#### [TEXTE PRÉSENTÉ]

↓

27. juil., 2022

Toscana

Toscana
 
Il y a « des » Toscane… le Mugello, berceau des Médicis, le Val d’Orcia et sa terre de Sienne ondulante aux lourds labours et ses cyprès épars, le Chianti verdoyant, la Maremme et ses butteri, Lucques, Pise, San Miniato, Le Val di Chiana et Cortone, le Valdarno, Pitigliano, Livourne, Pistoia, Prato, et puis il y a Saturnia, Chiusi, Volterra… la Toscane étrusque, et le mont Amiata, ce volcan sacré…
 
Je les aime toutes dans leurs singularités, Pitigliano m’a bouleversée… Pienza m’a émerveillée, Cortone, fondée par les Troyens, et son Fra Angelico, est difficile d’accès ensorcelante et dominante, Arezzo m’a éblouie… pas seulement par l’or, qui est sa grande tradition, mais également par ses antiquaires, Vasari, Piero, Guido d’Arezzo… Carrare m’a aveuglée par sa blancheur, et glacée au cœur des galeries où l’on conserve l’or blanc de Colonnata, Montalcino m’a séduite par son élégance et Montepulciano par son Nobile de Sangiovese et San Biagio… Lucques et Torre del Lago, c’est Puccini… Bagno Vignoni est un enchantement, et l’air sulfureux autour du mont Amiata nous rappelle Vulcano. Prato et Lippi, la blancheur du marbre de Carrare contraste avec la pietra serena de Florence et l’austère grisaille de la pierre volcanique de Saturnia et ses thermes d’eau à 37° que les Romains utilisaient abondamment. Il faudrait reparcourir ces terroirs, et changer de saisons.

↑

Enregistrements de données
↓

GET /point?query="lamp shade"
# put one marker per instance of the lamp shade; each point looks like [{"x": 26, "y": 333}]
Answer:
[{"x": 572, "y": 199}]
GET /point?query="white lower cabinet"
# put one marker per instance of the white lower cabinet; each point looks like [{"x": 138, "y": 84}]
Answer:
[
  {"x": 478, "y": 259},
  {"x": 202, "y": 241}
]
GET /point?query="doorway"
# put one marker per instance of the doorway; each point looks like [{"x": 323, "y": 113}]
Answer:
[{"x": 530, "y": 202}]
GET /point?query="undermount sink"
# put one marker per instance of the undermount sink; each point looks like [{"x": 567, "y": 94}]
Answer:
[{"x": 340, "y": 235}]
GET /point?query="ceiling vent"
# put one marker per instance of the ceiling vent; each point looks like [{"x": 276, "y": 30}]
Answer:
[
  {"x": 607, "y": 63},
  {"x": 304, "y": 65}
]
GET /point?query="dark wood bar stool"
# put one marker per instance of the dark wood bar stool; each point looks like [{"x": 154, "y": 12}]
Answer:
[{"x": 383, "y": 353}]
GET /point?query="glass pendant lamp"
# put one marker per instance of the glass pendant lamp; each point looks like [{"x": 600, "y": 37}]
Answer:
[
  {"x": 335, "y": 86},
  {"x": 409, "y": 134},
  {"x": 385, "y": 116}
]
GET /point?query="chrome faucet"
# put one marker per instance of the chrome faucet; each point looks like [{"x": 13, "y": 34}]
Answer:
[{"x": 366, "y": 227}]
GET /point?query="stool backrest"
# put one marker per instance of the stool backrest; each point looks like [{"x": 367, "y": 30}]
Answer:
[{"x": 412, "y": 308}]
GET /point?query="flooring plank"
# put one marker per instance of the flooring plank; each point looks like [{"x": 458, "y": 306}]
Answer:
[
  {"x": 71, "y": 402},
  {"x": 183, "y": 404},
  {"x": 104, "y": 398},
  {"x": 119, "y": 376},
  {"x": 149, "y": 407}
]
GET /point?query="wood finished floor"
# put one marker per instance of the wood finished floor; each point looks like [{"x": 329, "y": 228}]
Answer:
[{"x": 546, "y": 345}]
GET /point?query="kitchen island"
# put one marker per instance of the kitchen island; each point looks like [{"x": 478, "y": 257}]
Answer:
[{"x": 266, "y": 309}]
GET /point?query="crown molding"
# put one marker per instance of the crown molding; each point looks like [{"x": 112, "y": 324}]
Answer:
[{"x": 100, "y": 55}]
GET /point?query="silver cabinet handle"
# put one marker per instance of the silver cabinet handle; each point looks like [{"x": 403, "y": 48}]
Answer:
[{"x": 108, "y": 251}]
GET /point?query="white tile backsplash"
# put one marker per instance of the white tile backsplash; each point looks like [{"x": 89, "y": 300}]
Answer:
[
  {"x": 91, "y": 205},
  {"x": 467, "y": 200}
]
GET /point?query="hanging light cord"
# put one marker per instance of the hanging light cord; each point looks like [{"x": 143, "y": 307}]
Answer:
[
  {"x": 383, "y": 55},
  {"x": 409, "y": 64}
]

↑

#### [TRAVAIL DEMANDÉ]
A - Traduisez en anglais cette phrase du texte sur la Toscane : « Il faudrait reparcourir ces terroirs, et changer de saisons. »
B - Poursuivez le texte sur la Toscane à partir de sa dernière phrase.

#### [CORRIGÉ DES EXERCICES]
A - One ought to travel through these lands again, and change seasons.

B -
Chaque voyage exige de faire des choix, les Appenins et les reliefs du Chianti relativisent les distances… ces routes prennent du temps et c’est exactement ce qu’il faut, c’est justement ce temps dilaté qui fait qu’on découvre une chapelle, un village… où que l’on rencontre un des dernier tailleur de pierre à Carrare, comme Dino, qui travaille encore comme Michel-Ange.
 
Cinquante kilomètres se parcourent en 1h 30 et c’est précisément dans ces détours et ces entrelacs que l’on peut apprécier « sa » Toscane du moment… Elle nous fortifie, nous solidifie. Elle nous permet de creuser, de labourer, d’approfondir.
 
J'ai voulu dessiner ce dernier voyage avec les paysages Toscans... Les Appenins, colonne vertébrale qui fend la Péninsule tel un décumano urbain, s'épuisent naturellement sur les bords sablés blancs et émollients de l'Argentario et de Livourne... Tendrement... De part et d'autre, la rugosité est adoucie... gommée…
 
On comprend alors que l’expression « faire la Toscane » n’a pas de sens et ne se résume pas à constater la rusticité du bossage en pietra forte de Florence, si peu hospitalière.
 
Toutes “ces Toscane” ont néanmoins ceci en commun : un patrimoine culturel étourdissant, des paysages qui inspirèrent les plus grands Maîtres de la Renaissance, ces vedute et ces villes sont à taille humaine, toutes rivalisant de beauté, la terre y est généreuse, les terroirs d’une incroyable diversité, et on y parle évidemment l’italien dit « officiel » depuis Dante, avec des variantes lexicales et d’accents un peu partout. 
 
Ici, les artisans sont des artistes, ils abondent, sculpteurs, ébénistes, fabricants de chaussures ou calzolai, doreurs, vignerons. C’est une terre d’abondance dans tous les sens du terme. Une exception — voire un miracle.
 
On ne « fait pas la Toscane », chaque Toscane nous sculpte, nous fait et nous défait.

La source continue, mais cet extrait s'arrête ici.